◆ INSTRUCTION:
Reproduce the data verbatim, from its first line down to and including the line that contains "143,132 -> 397,158".

BEGIN EXTRACTED INFORMATION

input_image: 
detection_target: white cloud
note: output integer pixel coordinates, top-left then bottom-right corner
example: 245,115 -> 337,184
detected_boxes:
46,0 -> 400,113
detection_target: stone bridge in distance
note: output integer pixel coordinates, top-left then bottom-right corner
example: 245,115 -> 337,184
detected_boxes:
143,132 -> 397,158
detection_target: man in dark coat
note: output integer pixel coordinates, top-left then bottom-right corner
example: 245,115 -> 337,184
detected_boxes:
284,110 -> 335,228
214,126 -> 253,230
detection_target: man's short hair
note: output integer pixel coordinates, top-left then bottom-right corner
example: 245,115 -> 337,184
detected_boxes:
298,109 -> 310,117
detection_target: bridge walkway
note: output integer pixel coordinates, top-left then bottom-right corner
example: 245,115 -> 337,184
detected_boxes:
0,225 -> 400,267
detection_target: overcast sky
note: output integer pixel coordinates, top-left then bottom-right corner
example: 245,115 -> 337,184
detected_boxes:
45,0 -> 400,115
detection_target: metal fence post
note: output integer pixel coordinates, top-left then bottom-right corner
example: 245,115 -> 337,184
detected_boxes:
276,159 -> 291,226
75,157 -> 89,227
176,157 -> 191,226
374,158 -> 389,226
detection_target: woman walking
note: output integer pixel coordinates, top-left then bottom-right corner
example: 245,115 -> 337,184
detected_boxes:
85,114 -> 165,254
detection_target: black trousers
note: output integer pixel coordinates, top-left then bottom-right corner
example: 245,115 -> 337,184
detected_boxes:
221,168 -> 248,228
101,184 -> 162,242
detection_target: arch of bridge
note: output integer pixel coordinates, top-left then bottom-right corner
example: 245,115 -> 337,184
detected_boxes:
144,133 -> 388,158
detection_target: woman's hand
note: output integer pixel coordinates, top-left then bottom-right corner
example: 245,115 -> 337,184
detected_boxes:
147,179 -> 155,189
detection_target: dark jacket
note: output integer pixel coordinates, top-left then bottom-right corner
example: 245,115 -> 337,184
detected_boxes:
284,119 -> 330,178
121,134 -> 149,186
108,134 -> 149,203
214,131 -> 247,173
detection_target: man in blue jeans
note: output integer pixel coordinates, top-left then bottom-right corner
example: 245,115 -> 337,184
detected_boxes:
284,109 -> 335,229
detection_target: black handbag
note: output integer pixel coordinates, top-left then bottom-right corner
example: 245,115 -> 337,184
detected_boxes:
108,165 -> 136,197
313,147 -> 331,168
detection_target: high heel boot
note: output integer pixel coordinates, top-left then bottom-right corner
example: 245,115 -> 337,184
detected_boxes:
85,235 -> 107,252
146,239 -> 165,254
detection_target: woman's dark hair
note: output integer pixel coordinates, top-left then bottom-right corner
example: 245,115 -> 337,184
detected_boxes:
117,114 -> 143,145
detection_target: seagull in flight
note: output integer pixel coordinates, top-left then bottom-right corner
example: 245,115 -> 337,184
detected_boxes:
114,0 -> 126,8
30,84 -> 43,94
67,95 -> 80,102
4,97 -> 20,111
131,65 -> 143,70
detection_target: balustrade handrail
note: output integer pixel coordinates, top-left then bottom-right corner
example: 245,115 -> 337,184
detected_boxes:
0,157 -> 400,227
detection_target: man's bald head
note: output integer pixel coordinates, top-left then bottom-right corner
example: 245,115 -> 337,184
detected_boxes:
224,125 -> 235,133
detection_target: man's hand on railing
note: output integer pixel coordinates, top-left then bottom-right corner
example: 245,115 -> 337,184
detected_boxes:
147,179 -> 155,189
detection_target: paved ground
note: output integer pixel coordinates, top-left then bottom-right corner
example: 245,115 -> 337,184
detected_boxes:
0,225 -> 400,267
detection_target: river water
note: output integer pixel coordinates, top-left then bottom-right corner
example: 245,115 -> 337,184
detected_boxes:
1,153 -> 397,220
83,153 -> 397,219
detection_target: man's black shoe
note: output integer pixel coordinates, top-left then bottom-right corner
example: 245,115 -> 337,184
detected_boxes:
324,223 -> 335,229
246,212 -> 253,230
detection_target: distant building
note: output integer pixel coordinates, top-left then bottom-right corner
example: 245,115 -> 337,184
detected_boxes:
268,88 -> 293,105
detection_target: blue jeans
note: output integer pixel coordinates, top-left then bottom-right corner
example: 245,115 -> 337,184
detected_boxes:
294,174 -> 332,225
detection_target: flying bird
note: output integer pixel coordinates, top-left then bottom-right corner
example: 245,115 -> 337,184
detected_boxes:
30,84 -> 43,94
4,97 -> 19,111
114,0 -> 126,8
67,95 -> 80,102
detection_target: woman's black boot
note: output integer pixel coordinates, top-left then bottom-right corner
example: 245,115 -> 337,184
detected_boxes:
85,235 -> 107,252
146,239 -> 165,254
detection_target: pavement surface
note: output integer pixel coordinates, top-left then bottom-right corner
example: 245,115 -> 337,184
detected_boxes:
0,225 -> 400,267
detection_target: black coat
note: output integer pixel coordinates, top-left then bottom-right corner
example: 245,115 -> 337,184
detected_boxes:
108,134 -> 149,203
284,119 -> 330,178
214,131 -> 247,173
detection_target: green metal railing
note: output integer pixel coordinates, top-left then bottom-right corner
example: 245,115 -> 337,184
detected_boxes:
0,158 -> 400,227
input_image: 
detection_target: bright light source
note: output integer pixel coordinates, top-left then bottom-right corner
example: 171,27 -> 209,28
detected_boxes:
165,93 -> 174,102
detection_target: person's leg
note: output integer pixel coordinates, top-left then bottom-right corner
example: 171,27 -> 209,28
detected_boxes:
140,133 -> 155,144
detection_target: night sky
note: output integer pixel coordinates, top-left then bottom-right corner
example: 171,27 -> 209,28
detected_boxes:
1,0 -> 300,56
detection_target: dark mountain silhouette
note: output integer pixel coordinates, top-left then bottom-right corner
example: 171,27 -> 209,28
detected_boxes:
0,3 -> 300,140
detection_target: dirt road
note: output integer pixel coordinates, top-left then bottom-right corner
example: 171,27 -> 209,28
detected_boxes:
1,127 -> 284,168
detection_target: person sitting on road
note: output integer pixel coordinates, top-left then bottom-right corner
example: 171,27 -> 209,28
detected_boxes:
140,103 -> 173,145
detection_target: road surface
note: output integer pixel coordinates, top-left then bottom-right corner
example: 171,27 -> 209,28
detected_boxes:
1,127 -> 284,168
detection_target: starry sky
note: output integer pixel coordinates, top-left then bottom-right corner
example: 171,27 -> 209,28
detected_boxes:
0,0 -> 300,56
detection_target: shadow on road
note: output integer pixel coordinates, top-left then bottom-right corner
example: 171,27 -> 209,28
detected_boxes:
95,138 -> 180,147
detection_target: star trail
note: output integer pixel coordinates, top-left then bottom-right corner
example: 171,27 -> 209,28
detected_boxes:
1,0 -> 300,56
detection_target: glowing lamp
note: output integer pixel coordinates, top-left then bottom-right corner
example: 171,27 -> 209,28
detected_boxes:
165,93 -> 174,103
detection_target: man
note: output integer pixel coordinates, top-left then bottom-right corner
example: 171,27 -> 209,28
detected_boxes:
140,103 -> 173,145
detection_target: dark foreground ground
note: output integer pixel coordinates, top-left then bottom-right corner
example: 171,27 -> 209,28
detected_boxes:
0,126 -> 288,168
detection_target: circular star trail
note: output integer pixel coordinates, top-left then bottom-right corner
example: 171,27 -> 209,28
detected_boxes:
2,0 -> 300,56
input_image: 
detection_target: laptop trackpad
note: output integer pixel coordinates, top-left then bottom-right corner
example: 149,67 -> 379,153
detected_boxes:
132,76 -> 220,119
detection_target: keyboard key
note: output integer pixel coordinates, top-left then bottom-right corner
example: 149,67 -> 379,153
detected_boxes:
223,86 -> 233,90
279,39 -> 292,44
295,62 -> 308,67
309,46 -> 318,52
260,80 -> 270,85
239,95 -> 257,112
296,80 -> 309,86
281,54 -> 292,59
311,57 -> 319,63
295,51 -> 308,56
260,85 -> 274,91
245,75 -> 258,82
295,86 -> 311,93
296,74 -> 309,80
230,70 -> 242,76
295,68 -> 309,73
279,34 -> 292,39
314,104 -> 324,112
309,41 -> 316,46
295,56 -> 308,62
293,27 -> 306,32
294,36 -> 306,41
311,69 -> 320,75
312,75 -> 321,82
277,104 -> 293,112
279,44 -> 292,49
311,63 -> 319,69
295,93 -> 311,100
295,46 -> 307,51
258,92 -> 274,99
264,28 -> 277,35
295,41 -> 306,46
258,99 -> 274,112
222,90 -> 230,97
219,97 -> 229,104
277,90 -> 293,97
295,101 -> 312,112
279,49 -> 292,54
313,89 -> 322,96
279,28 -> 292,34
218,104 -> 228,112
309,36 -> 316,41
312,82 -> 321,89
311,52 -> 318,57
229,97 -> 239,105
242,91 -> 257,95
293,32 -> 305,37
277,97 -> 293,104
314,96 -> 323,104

END EXTRACTED INFORMATION

◆ REPLY:
input_image: 
detection_target: white cloud
note: output integer pixel coordinates, top-left then bottom-right corner
example: 245,115 -> 337,184
detected_boxes:
46,0 -> 400,113
detection_target: stone bridge in distance
note: output integer pixel coordinates, top-left then bottom-right corner
example: 245,115 -> 337,184
detected_boxes:
143,132 -> 397,158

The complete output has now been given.